— Start The data —

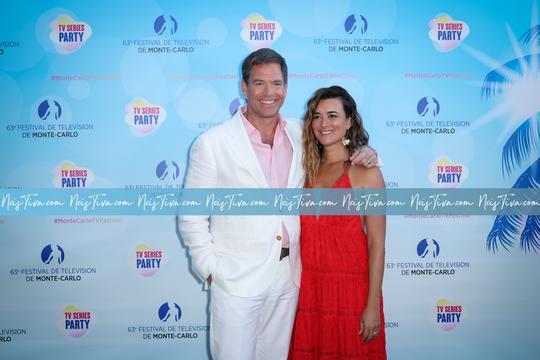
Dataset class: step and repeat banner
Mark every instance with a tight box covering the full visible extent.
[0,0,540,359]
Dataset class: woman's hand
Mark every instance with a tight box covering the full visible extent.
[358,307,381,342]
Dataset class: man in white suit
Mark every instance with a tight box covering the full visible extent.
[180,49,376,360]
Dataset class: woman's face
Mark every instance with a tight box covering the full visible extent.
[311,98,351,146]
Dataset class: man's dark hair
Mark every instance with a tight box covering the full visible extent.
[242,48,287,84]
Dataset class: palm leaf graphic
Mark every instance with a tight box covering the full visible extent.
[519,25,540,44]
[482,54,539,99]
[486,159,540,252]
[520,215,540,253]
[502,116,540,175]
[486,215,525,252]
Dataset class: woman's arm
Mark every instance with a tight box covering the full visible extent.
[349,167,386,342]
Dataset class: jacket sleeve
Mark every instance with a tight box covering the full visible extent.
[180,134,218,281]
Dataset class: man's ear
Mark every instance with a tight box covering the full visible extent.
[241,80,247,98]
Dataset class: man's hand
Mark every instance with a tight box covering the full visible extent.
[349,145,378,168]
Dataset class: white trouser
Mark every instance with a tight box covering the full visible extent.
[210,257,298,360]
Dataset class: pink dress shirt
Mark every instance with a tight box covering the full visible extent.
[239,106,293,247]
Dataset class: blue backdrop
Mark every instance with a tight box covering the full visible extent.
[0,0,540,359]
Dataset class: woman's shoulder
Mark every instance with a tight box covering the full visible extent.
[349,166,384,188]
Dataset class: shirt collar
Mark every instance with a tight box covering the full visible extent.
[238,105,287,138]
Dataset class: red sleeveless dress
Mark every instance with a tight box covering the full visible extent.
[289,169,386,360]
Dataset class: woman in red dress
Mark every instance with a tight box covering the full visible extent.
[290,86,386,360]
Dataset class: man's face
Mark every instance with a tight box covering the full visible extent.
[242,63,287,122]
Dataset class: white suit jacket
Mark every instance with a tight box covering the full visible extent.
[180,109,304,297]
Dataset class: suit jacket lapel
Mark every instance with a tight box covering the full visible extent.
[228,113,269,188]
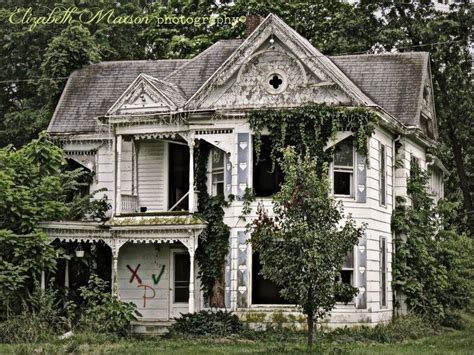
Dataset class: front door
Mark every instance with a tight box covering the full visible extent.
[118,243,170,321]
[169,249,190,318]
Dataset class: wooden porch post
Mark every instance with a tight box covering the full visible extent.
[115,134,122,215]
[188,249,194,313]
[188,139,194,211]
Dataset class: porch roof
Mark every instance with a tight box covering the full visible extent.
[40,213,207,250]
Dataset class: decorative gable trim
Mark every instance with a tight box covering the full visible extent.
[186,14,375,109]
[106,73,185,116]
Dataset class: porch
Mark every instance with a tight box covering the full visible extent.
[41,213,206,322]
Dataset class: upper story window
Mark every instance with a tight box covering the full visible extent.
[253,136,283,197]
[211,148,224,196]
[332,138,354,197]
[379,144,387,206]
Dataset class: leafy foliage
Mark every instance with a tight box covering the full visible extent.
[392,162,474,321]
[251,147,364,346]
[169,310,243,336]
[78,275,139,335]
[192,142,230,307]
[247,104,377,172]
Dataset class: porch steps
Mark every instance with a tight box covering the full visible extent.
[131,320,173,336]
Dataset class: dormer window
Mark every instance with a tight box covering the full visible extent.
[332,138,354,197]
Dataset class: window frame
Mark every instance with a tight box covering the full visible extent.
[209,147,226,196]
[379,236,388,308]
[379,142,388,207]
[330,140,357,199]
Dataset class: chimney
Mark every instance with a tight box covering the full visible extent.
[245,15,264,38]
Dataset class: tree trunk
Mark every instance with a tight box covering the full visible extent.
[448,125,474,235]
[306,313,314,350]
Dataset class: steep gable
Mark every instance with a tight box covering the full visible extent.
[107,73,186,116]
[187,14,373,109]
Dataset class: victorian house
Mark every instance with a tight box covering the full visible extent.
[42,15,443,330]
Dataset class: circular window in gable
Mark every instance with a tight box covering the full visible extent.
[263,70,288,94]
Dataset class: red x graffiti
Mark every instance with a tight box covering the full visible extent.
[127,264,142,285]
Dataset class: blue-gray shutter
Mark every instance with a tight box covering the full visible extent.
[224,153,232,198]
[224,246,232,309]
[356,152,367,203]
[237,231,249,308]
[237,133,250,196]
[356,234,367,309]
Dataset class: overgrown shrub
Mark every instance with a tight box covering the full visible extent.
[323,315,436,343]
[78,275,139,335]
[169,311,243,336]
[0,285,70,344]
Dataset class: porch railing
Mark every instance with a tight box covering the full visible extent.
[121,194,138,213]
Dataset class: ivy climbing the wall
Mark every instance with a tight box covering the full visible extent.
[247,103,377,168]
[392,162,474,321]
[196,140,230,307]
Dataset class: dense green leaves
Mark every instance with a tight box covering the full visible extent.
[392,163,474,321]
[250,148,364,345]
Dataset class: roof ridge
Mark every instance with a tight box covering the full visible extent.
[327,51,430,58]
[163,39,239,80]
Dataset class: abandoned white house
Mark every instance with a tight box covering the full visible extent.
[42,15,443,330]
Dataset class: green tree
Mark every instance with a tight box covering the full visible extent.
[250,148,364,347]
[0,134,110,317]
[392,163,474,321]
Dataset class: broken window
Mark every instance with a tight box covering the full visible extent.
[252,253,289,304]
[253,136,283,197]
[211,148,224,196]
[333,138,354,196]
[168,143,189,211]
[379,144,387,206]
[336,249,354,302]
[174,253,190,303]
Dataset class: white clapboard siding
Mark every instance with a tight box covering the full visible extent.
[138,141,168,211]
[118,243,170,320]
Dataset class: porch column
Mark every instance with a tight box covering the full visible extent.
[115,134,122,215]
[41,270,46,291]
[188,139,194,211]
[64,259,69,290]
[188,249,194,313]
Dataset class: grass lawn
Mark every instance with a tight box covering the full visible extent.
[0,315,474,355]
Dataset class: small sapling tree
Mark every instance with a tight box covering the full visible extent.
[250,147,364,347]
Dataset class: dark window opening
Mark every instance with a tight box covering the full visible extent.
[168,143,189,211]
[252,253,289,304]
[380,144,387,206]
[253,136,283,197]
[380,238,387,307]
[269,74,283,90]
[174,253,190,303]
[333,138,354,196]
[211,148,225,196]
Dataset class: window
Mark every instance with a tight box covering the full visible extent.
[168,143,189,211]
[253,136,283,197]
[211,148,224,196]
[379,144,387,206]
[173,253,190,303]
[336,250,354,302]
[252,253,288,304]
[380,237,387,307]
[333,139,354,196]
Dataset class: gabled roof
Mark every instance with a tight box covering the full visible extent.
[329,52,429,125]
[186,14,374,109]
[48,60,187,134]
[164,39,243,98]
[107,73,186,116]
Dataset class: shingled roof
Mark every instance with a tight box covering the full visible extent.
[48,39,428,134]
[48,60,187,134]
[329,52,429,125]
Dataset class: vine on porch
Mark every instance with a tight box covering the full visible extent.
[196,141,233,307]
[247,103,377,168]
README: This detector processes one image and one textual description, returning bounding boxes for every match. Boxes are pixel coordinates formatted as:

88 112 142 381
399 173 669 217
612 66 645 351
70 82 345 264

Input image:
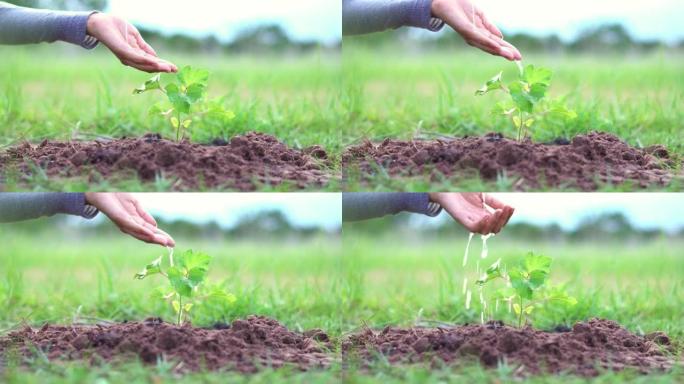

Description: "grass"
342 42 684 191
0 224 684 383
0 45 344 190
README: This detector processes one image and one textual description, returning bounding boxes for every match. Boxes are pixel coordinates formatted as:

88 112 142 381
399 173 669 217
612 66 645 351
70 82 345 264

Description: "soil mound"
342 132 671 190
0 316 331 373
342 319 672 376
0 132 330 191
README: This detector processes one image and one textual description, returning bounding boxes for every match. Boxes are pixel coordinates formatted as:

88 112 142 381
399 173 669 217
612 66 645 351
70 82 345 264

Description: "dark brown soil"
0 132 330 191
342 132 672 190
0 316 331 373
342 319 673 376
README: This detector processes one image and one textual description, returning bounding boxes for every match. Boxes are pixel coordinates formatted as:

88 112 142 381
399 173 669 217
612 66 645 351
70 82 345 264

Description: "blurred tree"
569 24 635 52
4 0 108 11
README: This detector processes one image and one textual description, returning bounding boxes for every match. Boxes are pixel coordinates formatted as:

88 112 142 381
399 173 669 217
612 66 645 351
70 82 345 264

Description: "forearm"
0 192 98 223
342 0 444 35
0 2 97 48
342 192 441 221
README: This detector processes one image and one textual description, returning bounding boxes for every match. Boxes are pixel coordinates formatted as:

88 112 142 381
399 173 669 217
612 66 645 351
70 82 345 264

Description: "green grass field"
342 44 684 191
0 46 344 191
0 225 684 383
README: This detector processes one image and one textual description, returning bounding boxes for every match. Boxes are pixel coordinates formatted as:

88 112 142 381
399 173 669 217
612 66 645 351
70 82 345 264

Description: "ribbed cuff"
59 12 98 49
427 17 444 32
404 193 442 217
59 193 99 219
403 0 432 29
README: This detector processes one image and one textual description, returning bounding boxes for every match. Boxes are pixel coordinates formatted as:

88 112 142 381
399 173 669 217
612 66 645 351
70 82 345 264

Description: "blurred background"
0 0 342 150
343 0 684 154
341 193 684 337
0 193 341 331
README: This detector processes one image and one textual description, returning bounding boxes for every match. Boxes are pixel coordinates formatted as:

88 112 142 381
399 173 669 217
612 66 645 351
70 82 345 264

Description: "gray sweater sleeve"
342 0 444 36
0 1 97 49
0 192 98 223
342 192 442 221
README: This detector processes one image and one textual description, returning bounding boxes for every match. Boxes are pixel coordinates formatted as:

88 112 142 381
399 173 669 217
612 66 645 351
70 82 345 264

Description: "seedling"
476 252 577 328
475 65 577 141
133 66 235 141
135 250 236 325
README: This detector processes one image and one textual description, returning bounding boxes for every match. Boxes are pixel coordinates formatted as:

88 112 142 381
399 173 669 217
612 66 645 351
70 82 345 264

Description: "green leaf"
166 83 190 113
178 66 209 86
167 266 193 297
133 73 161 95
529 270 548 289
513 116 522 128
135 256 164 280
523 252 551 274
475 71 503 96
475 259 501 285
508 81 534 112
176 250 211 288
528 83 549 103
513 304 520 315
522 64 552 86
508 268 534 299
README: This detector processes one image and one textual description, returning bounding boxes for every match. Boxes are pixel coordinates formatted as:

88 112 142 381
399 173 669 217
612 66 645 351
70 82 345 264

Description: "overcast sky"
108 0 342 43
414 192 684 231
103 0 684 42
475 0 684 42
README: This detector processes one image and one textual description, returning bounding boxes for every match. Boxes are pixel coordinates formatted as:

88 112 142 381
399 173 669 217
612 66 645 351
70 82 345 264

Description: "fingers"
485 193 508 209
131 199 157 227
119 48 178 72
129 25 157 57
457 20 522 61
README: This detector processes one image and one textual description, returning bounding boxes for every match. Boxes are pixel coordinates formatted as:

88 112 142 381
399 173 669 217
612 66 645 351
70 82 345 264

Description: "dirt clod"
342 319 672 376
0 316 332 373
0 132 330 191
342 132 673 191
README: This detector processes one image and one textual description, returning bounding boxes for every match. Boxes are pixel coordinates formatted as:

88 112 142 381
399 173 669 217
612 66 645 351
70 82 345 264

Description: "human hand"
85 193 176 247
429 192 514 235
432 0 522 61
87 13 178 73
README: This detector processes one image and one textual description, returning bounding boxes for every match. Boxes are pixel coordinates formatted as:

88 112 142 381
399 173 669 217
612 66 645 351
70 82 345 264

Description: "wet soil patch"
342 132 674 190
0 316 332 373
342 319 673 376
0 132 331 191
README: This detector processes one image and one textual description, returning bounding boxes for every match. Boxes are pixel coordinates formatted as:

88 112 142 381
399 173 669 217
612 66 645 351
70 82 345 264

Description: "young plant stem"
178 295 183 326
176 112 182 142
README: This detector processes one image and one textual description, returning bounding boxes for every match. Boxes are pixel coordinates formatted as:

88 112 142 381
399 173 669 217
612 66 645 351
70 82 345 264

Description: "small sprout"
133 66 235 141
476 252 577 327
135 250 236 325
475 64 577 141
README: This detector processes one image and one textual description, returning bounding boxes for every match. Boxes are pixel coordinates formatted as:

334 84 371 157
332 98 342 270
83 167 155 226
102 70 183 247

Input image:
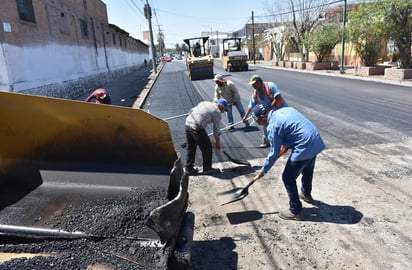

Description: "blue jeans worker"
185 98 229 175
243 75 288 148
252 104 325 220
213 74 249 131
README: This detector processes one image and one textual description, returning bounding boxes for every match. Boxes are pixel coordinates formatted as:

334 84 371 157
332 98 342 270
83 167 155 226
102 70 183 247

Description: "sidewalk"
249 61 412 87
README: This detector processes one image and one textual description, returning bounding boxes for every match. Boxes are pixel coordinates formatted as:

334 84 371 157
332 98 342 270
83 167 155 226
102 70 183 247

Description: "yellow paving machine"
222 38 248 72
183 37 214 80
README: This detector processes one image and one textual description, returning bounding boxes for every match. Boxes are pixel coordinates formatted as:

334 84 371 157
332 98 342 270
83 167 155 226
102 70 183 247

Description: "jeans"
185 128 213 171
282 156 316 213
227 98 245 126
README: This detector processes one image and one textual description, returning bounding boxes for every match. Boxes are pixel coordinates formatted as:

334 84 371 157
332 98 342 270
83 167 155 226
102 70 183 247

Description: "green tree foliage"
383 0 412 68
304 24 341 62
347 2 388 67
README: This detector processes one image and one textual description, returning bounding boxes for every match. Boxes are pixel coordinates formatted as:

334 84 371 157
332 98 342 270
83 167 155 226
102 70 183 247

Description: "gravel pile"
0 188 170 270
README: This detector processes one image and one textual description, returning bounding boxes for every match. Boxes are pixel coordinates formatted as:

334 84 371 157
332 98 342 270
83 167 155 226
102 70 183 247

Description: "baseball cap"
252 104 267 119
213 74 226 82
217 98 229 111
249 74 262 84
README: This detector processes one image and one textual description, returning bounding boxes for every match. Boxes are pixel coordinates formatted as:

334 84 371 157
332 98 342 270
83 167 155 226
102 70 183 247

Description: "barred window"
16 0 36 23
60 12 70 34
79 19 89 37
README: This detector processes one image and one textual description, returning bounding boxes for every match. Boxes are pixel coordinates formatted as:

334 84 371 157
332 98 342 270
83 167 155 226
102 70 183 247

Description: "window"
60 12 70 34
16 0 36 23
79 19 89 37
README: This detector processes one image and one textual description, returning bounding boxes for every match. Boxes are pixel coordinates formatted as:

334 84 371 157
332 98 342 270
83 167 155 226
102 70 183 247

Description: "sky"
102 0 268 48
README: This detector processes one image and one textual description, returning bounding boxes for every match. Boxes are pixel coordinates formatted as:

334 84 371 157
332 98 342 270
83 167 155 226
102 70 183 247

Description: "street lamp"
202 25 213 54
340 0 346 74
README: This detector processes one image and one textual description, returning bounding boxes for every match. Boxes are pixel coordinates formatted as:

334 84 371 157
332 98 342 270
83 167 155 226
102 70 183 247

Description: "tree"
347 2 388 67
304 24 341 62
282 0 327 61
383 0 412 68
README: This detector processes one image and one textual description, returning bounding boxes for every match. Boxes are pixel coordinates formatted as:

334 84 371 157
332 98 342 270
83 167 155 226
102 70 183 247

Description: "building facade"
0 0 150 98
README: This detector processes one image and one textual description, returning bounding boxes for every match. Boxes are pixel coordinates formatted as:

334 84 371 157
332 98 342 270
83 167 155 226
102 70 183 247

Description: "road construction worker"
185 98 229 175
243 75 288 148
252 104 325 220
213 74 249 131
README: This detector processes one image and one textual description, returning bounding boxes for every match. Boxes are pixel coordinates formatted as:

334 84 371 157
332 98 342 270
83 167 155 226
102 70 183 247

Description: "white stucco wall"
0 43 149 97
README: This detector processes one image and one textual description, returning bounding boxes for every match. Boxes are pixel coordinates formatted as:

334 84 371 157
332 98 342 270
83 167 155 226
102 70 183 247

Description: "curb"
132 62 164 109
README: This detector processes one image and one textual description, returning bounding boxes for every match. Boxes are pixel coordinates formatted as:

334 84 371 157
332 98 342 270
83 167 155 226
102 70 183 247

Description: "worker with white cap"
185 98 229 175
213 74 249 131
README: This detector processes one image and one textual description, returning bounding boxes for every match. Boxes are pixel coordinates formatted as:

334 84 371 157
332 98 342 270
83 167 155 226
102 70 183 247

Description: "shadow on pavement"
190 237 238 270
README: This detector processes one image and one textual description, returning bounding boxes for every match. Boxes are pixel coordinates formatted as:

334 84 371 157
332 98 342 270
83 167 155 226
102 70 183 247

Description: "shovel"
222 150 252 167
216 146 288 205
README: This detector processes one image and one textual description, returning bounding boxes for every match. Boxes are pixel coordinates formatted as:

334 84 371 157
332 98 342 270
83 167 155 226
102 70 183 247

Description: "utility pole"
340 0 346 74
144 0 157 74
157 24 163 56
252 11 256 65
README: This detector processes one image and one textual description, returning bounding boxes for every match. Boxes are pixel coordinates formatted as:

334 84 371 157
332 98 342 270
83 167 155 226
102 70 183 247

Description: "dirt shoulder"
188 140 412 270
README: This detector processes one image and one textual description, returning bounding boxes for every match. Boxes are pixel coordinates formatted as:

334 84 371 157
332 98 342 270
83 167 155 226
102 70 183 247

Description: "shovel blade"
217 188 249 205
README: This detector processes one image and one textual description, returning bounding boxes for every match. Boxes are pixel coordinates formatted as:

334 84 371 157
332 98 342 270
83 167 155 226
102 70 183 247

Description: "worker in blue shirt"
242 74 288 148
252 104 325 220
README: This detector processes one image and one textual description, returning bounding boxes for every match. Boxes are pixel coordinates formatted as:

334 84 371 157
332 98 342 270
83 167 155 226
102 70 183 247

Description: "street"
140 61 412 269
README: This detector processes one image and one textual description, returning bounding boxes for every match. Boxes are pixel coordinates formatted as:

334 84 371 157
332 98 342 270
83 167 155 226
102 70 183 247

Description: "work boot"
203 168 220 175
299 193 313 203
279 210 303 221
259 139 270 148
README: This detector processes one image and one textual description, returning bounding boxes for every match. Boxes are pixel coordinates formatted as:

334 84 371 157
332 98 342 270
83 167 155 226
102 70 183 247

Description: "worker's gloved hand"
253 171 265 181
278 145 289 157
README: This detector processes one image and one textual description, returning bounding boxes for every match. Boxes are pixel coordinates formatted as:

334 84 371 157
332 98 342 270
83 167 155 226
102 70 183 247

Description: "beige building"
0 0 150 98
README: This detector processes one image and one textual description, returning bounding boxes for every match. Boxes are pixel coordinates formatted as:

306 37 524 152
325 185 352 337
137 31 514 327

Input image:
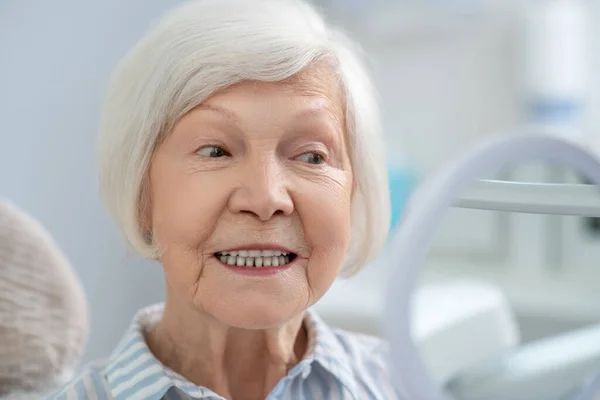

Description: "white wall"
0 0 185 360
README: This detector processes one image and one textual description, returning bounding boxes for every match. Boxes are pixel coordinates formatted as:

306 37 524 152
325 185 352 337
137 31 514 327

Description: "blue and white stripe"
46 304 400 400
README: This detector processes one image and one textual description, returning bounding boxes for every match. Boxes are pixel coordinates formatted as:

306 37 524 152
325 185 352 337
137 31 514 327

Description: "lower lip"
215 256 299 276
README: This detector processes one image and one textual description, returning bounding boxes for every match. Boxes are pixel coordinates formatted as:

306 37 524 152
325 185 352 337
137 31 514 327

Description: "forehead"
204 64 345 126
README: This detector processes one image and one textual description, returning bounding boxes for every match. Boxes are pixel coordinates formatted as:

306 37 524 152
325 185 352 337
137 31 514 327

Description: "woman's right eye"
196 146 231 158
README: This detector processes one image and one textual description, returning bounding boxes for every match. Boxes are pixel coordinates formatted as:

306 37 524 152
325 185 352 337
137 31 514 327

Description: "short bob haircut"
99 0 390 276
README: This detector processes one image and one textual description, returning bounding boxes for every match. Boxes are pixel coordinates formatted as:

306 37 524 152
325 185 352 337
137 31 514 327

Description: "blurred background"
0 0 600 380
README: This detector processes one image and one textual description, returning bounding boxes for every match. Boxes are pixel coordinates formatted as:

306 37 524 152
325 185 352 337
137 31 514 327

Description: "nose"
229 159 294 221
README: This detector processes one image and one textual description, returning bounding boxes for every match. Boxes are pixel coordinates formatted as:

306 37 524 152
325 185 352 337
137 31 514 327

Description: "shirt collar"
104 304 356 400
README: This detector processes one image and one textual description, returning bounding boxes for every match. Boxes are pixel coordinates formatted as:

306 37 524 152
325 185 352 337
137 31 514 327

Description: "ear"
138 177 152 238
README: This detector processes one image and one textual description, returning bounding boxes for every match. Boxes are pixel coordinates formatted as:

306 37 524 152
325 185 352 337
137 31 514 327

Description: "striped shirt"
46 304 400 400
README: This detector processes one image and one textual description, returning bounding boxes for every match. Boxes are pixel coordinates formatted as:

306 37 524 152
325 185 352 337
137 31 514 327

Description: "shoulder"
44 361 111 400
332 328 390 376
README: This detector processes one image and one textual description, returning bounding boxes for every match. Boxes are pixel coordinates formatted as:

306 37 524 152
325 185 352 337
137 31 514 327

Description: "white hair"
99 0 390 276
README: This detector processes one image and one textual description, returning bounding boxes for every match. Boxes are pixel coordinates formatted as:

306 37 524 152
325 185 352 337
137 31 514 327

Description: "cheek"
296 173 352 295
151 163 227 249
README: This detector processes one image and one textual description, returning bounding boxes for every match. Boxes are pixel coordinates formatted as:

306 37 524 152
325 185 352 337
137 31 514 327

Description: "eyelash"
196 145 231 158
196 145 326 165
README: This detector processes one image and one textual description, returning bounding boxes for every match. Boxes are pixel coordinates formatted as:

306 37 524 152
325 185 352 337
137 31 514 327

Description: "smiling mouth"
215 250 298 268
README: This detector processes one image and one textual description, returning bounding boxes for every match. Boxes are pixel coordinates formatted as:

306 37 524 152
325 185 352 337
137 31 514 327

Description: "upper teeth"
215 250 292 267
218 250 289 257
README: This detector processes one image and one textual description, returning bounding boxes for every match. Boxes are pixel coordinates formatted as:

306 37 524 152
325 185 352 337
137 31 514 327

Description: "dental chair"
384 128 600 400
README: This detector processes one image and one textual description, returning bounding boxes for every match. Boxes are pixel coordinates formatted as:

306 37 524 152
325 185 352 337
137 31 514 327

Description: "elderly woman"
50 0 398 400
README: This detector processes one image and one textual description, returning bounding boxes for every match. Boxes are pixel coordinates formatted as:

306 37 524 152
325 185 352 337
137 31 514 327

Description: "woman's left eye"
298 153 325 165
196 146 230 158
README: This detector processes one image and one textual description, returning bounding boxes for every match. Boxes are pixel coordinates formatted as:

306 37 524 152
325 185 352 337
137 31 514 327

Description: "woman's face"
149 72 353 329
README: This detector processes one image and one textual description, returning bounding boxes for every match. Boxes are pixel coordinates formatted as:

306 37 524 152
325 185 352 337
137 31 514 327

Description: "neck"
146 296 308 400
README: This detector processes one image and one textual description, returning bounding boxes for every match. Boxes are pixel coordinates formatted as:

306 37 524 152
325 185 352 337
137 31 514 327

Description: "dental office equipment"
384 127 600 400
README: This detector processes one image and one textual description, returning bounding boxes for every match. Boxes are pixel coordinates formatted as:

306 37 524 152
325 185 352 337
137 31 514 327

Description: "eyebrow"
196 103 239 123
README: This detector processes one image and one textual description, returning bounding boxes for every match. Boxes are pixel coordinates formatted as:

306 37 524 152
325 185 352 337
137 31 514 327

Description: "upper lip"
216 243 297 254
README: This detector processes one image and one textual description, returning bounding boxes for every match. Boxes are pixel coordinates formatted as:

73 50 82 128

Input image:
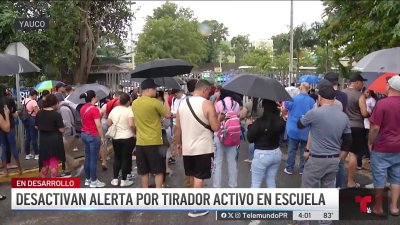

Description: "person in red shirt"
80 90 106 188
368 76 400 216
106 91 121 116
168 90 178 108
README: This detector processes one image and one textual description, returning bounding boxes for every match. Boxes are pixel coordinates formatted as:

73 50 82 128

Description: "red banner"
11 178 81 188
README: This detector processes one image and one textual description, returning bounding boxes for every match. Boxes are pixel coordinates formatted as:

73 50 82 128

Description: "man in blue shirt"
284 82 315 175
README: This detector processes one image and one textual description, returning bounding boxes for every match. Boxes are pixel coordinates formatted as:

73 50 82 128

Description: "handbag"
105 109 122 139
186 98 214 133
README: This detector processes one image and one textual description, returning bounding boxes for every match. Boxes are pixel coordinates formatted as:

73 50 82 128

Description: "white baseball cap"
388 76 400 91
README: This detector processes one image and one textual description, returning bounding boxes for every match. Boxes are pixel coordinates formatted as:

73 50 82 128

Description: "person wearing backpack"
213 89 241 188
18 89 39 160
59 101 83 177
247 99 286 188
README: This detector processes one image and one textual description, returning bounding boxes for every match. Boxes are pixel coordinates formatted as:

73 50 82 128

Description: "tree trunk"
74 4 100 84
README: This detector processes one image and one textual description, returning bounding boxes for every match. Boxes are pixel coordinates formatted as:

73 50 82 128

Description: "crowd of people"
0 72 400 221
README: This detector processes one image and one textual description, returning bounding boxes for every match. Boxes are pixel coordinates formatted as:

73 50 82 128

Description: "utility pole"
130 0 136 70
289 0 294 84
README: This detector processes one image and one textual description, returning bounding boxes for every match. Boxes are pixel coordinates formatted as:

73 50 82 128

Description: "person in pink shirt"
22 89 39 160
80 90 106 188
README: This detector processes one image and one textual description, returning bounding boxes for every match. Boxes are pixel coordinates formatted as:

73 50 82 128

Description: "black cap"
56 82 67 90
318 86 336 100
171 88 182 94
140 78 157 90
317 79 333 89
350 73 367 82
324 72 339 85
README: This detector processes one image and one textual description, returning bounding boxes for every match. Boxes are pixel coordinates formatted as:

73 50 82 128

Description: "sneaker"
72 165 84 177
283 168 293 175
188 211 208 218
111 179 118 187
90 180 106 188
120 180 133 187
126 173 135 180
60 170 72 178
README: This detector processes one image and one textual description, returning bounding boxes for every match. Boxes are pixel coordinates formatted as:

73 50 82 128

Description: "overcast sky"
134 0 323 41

— End The data —

> _Work to be completed_
Repeat the lines of the material above verbatim, from the line containing "Dataset class: overgrown shrub" through the line containing "[118,243,170,320]", inclusive.

> _Output below_
Dataset class: overgrown shrub
Mark every instance with a tight box covering the full visible extent.
[323,315,436,343]
[78,275,139,335]
[169,311,243,336]
[0,285,70,344]
Dataset class: porch railing
Mark every instance with a tight box covering the full visible extent.
[121,194,138,213]
Dataset class: ivy climbing the wall
Mark every instance with a tight box covering the full visible extent.
[247,103,377,168]
[392,162,474,321]
[196,140,230,307]
Dataset class: dense green leaves
Mark every instance with a tight box covering the full visible extent.
[392,163,474,321]
[250,148,364,345]
Dataset class: roof ridge
Mark every instance with a tight box covering the full visible extent.
[327,51,430,58]
[163,39,239,80]
Dataset class: abandoned white house
Mark every instance with a tight box covering the full visible extent.
[42,15,443,330]
Dataset class: green tree
Mark every instance with a tight box covering the full visible extent.
[250,148,364,347]
[0,134,110,317]
[392,163,474,321]
Dataset class: broken window
Mark every instance with a tight box covering the full visible extent.
[252,253,289,304]
[253,136,283,197]
[211,148,224,196]
[333,138,354,196]
[168,143,189,211]
[379,144,387,206]
[336,249,354,302]
[174,253,190,303]
Dataset class: white clapboard siding
Mark every instance with a tight box covering the full visible extent.
[138,141,168,211]
[118,243,170,320]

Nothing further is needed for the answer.